### PROBLEM DETAILS
Starting at the line that holds "TARGET: scattered debris", set down each line through the end of the listing, exactly as written and with nothing added.

-- GIVEN INFORMATION start --

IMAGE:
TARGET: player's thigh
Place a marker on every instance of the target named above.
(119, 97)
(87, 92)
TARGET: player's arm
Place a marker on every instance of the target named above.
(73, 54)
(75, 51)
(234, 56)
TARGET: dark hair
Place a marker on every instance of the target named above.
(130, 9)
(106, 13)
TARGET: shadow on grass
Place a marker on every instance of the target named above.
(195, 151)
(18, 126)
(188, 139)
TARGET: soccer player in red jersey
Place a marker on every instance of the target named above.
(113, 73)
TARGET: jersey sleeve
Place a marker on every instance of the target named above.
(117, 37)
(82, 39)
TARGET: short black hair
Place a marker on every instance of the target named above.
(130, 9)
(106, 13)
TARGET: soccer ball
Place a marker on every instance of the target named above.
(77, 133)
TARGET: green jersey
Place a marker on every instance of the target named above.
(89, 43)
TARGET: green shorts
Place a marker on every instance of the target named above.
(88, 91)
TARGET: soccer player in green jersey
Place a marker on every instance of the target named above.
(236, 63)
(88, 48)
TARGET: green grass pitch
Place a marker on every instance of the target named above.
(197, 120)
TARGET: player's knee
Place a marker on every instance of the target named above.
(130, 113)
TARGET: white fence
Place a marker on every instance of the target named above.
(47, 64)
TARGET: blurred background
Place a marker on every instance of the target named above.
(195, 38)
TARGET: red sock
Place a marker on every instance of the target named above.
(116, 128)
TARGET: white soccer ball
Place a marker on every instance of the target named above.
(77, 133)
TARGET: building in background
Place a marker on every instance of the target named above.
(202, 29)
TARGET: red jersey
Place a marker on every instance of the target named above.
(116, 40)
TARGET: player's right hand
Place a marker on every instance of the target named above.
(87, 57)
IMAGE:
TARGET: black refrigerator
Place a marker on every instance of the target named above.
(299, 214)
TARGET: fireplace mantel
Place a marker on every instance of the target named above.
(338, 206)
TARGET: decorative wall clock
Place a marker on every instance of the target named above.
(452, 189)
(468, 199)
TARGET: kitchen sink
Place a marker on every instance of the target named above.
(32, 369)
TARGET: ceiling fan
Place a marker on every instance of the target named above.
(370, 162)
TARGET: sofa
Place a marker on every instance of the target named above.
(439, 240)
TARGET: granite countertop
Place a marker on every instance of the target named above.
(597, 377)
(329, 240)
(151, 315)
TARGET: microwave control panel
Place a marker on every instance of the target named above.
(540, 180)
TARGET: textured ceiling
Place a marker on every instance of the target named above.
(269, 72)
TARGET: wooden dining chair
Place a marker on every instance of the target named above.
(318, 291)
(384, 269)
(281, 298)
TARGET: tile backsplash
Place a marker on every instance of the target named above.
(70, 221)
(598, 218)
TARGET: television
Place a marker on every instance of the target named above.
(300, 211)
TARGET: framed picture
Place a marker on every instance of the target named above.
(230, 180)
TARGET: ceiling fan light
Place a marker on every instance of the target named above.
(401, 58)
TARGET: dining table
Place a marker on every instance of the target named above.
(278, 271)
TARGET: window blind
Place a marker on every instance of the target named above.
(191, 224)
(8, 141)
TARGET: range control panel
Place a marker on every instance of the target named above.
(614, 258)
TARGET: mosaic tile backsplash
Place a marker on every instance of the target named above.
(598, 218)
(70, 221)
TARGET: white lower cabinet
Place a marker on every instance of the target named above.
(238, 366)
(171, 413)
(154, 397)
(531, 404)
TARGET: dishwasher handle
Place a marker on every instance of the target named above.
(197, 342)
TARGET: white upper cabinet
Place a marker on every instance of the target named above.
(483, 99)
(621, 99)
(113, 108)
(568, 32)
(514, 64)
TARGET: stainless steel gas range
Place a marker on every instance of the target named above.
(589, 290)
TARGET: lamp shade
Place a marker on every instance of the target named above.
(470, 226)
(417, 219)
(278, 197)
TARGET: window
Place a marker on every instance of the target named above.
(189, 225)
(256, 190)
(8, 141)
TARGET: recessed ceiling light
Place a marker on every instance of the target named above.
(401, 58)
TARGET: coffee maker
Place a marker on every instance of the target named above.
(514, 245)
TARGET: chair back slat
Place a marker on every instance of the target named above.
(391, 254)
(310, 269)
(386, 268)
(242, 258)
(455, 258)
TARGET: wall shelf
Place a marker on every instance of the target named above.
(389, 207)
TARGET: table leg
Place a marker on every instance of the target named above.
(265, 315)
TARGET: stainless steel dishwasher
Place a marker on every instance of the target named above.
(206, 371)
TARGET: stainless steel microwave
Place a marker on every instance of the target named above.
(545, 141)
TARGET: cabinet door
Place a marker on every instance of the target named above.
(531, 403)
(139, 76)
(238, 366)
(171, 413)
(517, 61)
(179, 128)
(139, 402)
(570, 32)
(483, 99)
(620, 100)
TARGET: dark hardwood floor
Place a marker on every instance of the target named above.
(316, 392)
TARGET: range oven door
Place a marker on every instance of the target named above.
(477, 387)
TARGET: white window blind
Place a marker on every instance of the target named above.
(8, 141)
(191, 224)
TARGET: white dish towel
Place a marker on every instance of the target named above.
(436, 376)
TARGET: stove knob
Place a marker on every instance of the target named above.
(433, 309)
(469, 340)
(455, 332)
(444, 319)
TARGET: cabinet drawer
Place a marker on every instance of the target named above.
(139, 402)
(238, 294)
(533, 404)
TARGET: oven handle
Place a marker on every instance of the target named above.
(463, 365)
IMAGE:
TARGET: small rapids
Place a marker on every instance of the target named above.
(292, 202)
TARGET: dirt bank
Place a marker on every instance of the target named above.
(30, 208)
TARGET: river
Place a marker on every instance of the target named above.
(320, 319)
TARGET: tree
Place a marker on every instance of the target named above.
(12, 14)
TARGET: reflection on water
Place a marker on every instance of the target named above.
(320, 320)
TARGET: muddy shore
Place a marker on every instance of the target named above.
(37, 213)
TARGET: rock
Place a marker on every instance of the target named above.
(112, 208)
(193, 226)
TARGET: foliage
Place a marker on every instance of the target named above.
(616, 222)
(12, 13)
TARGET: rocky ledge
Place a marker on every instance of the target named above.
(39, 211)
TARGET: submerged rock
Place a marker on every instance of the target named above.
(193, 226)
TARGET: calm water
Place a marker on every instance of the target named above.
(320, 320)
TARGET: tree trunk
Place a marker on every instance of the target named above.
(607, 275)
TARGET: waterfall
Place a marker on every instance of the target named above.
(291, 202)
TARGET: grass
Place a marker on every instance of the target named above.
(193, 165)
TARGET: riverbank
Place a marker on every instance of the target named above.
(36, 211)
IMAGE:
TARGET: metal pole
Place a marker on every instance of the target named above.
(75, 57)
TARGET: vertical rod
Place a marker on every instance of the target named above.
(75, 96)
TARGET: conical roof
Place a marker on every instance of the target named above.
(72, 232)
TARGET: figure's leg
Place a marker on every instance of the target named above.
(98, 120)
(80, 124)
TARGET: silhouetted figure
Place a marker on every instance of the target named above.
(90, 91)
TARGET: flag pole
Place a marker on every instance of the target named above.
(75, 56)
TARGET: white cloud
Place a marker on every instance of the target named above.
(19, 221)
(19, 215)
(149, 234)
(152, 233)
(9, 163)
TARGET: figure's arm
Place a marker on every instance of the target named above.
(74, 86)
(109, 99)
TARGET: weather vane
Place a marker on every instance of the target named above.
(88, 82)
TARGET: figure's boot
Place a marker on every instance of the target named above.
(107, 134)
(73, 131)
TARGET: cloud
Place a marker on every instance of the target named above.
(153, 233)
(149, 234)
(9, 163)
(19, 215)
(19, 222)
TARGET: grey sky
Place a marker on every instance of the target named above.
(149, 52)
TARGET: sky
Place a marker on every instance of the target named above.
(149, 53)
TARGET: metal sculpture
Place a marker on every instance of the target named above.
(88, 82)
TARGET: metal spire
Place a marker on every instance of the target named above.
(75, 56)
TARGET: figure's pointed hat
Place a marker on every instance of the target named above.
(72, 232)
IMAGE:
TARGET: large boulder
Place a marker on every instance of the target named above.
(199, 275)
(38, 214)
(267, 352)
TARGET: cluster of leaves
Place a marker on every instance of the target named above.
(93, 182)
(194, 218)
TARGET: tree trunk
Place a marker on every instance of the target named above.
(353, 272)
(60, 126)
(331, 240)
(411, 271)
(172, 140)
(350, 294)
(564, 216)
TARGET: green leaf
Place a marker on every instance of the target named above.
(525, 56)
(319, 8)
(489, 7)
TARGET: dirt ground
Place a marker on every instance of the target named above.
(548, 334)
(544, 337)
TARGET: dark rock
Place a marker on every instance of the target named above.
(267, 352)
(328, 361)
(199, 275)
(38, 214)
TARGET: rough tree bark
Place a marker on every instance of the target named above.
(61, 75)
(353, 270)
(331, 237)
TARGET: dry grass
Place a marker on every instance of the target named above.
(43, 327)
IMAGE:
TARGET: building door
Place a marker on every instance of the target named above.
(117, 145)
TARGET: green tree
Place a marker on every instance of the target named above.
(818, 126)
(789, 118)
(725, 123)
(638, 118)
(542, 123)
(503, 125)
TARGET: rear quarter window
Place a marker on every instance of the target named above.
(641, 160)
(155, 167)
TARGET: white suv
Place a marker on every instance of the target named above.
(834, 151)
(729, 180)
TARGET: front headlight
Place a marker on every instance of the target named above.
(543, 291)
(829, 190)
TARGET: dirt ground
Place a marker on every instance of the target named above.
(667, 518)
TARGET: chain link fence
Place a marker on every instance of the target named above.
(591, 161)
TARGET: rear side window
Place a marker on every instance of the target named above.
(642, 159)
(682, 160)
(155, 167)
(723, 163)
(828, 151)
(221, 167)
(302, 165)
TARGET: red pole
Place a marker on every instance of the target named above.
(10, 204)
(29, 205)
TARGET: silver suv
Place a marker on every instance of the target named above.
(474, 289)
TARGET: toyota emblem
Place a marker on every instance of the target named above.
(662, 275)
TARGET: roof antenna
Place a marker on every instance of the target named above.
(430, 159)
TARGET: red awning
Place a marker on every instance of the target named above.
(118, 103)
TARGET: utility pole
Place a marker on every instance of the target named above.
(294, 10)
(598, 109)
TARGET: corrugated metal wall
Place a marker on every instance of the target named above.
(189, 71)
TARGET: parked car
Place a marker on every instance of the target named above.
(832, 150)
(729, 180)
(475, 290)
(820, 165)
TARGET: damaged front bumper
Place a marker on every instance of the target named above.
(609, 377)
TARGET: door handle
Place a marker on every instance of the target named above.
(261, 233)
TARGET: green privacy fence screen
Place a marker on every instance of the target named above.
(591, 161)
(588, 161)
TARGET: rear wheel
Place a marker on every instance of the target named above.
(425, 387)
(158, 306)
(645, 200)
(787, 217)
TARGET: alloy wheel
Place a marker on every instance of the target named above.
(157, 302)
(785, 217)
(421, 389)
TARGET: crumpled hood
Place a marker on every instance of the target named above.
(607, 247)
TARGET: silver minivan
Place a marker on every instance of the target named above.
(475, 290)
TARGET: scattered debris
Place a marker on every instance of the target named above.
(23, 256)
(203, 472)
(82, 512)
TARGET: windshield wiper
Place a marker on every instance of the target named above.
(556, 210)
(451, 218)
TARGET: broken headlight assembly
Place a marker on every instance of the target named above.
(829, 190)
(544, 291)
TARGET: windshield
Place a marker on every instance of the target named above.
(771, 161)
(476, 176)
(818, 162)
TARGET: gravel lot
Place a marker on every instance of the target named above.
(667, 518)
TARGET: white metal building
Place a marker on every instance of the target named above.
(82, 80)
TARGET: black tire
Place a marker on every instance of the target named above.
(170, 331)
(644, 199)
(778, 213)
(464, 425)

-- GIVEN INFORMATION end --

### WORKED SOLUTION
TARGET: scattered debris
Place a marker on every instance of the target named above.
(23, 256)
(203, 472)
(82, 512)
TARGET: windshield wiper
Place a marker on every instance of the target named above.
(556, 210)
(451, 218)
TARGET: broken headlight assembly
Place a marker on every instance of the target named above.
(829, 190)
(544, 291)
TARGET: windshield
Place a marker on every instance of the target named above.
(771, 161)
(476, 176)
(818, 162)
TARGET: gravel lot
Place a marker on every instance of the target named above.
(667, 518)
TARGET: white metal building
Place a marker on every instance of the target named above.
(82, 80)
TARGET: black tire
Place a marker on every instance of the target named above.
(170, 331)
(644, 199)
(778, 213)
(464, 425)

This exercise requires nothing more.